▶ **Tasks to carry out**:
1. Copy the stretch of the 5G telecom text from "Spectrum in the" through "the upcoming sale." word for word.
2. Continue the 5G telecom text from where it stops.

▶ **Text for analysis**:
- - -

If not, then the poor financial state of the Indian telecoms industry will lead to an uneven approach toward 5G rollout.
The telecom department will conduct a spectrum auction in March placing 2,251MHz of spectrum at a reserve price of Rs3.92 trillion up for sale.
Spectrum in the 700MHz, 800MHz, 900MHz, 1,800MHz, 2,100MHz, 2,300MHz and 2,500MHz bands have been put on the block, while the 3,300-3,600 bands, which were suggested by the telecom regulator for 5G, are not included in the upcoming sale.
However, due to the poor financial health of the sector, large portions of the airwaves may remain unsold due to their high prices, echoing a similar situation of the October 2016 auction, where the 700MHz and 900MHz bands did not find any buyers.
The race for 5G: Ericsson, Huawei close in on separate markets
Swedish telecoms giant Ericsson has partnered with Taiwanese operator Asia-Pacific Telecom (APT) to modernize its current 4G network infrastructure, as well as non-standalone 5G-ready equipment and services.
The agreement, which was announced on Monday, will see Ericsson provide high-performing radio access network (RAN) solutions from its 5G-ready Radio System portfolio as well as 5G NSA licenses to do 5G Multi-Operator Core Networks (MOCN).
“Our enhanced 5G platform provides the technological backbone for the nation’s first Multi-Operator Core Network and we will continue to support both service providers with their successful integration and partnership,” Chafic Nassif, President of Ericsson Taiwan, said in a statement.
With the deployment of Ericsson Network Manager, APT will be able to dynamically operate between 4G and 5G networks, with a set of unified applications to securely manage radio access, transport, and core networks in an end-to-end manner.
The contract also covers Ericsson Network Manager, OSS migration services and upgrade, as well as integration with APT’s rival, Far EasTone Telecommunications (FET) on the 3.5GHz frequency band in Taiwan.
Back in September 2020, FET and APT announced a partnership to provide 5G services on Taiwan’s 3.5GHz frequency band through the nation’s first MOCN – where two or more core networks share the same RAN and bandwidth. The collaboration includes 700MHz shared RAN to be used on both 4G and 5G technologies.
“Ericsson continues to accelerate the overall progress of 5G development in Taiwan, supporting both APT and FET to quickly launch new services to market and provide Taiwanese consumers and enterprises with the highest quality communication services,” Nassif added.

- - -

▶ **Exercise data**:
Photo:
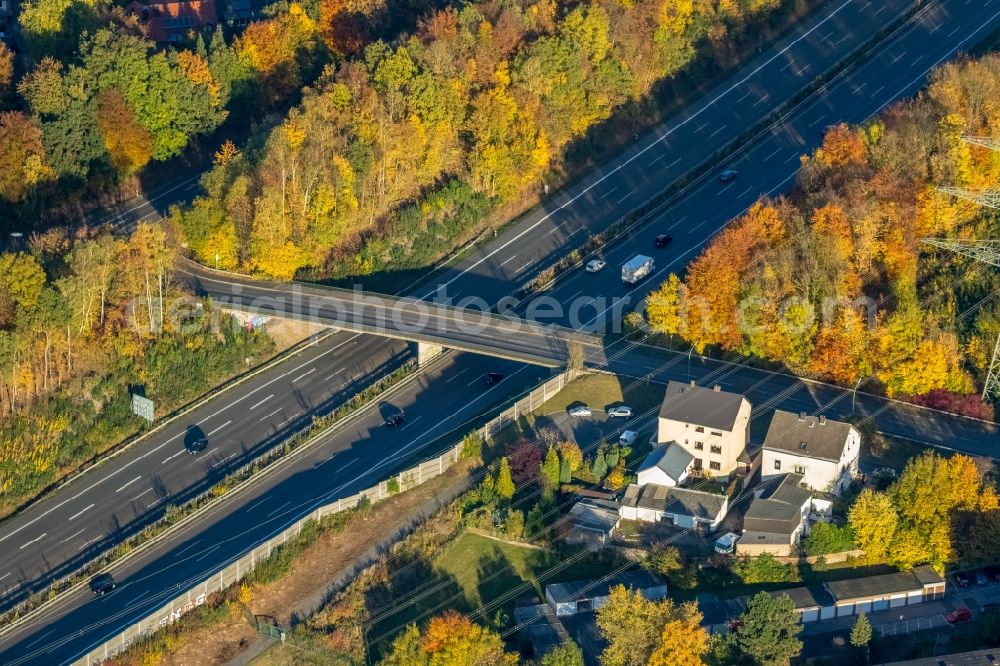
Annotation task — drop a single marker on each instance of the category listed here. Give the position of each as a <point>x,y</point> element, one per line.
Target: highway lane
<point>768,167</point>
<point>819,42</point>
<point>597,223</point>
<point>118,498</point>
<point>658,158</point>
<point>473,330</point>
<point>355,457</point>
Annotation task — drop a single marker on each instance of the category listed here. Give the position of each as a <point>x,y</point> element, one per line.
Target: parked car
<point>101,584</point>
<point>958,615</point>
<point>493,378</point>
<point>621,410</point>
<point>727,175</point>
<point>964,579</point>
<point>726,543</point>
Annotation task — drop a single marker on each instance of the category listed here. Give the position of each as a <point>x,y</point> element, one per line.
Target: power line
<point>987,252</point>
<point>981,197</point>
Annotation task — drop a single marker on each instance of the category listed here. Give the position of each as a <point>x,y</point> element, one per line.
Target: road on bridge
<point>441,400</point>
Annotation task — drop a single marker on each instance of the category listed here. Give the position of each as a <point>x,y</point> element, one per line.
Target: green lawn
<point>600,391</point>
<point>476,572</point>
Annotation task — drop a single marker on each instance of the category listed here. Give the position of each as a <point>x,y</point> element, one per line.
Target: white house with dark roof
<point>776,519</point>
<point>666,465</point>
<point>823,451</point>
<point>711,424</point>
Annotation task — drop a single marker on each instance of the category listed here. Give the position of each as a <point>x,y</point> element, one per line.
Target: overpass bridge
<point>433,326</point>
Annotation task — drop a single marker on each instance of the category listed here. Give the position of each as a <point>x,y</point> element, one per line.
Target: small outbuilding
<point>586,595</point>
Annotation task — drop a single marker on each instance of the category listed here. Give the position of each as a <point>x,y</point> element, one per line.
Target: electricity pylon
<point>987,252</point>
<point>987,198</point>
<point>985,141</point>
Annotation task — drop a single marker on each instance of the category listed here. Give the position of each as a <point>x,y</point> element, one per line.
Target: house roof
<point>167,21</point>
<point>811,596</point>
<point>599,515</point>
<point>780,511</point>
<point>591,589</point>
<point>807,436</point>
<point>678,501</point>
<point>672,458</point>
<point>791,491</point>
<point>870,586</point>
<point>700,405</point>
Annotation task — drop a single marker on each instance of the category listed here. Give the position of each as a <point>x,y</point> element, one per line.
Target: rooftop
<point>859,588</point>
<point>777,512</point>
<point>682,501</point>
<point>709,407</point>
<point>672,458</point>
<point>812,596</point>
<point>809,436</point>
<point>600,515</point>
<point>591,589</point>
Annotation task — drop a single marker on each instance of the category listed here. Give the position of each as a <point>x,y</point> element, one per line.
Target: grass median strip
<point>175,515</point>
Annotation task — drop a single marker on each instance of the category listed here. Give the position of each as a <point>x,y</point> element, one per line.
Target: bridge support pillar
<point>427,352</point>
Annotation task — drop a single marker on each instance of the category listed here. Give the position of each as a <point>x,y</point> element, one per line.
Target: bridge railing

- - -

▶ **Answers to the tasks**:
1.
Spectrum in the 700MHz, 800MHz, 900MHz, 1,800MHz, 2,100MHz, 2,300MHz and 2,500MHz bands have been put on the block, while the 3,300-3,600 bands, which were suggested by the telecom regulator for 5G, are not included in the upcoming sale.

2.
Ericsson now has 124 commercial 5G agreements with communications service providers globally, 74 of which have been publicly announced.
Meanwhile across the Pacific, Chinese telecoms titan Huawei has received the green light by the Brazilian government allowing it to partake in the country’s 5G auction due to be held in June.
According to local media quoting sources close to the decision, the government will not restrict the Chinese vendor from aiding in its 5G deployments. The decision is due to the financial burdens for local operators to replace already installed Huawei equipment, as well as U.S. President Donald Trump’s departure from the West Wing.
Brazilian President Jair Bolsonaro is considered to be a massive ally of Trump, whose government has frequently lobbied and pushed for financial programs and initiatives to sway Brazilian operators from buying equipment from Huawei.
However, as inauguration day looms ever closer for President-elect Joe Biden, Bolsonaro is looking to backtrack his view that Huawei shares private data with the Chinese government – a claim made by the Trump administration as the trade war between both world powers escalated.
Brazilian telecom operators were all against the Huawei ban to begin with, as all operators snubbed an invitation from U.S. undersecretary of state for economic growth and the environment Keith Krach, an effort to rally support.
Even the Brazil’s vice president, Hamilton Mourao, also stood against the ban, as he told reporters that any company which is able to prove their credentials in maintaining the country’s national sovereignty and data protection will be allowed to supply 5G equipment and services.